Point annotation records
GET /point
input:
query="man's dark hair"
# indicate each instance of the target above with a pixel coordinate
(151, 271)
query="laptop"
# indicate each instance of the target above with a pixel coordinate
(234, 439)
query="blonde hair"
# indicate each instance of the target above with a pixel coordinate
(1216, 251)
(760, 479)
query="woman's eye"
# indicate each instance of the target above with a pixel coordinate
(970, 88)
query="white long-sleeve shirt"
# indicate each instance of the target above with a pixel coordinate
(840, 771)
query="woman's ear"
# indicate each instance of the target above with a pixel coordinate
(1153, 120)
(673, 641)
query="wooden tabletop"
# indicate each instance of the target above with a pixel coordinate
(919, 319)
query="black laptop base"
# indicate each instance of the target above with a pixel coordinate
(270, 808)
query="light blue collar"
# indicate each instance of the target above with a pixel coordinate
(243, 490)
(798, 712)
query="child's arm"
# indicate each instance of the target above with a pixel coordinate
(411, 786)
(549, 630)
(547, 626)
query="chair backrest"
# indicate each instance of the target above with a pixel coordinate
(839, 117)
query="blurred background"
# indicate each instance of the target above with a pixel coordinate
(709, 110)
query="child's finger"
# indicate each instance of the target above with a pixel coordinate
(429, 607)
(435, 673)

* * *

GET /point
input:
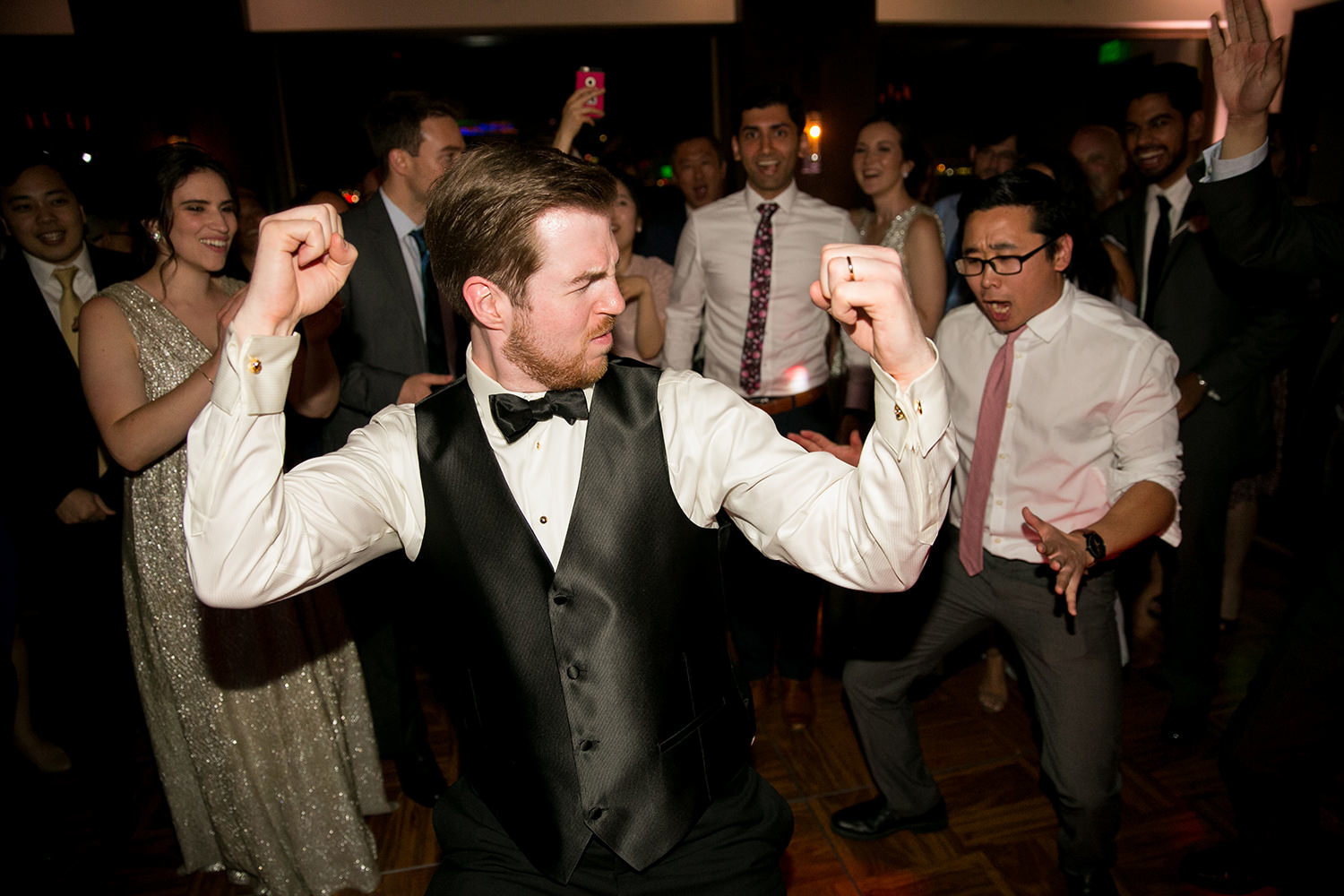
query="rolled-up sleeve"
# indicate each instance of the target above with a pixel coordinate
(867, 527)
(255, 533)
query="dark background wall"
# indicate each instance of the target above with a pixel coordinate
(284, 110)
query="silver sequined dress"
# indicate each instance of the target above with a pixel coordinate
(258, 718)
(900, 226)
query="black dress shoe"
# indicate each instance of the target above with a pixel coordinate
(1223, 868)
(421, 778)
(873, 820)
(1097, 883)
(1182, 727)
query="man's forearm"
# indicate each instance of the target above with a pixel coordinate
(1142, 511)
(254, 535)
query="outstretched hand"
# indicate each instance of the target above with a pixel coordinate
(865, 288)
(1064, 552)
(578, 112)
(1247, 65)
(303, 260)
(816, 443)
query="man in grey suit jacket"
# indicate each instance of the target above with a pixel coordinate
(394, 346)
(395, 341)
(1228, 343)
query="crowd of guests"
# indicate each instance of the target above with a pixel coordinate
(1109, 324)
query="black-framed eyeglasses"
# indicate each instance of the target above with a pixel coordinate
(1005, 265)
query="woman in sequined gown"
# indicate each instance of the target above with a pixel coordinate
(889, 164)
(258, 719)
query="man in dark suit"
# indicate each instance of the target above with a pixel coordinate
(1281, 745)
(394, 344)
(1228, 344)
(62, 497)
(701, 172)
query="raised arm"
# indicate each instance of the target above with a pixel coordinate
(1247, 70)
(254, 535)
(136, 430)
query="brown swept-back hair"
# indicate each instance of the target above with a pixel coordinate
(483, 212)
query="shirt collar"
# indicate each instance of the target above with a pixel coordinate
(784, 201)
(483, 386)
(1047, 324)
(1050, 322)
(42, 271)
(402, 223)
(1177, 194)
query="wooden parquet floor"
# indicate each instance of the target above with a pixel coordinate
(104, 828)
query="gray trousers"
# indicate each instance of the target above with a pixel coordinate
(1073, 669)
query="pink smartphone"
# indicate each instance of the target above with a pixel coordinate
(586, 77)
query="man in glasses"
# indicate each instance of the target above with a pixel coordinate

AIM:
Return each line from the items above that contains the string "sleeve", treating uppercase and lowercase letters as different.

EXERCISE SOLUTION:
query="white long-sleeve shirt"
query="rolled-up sleeve"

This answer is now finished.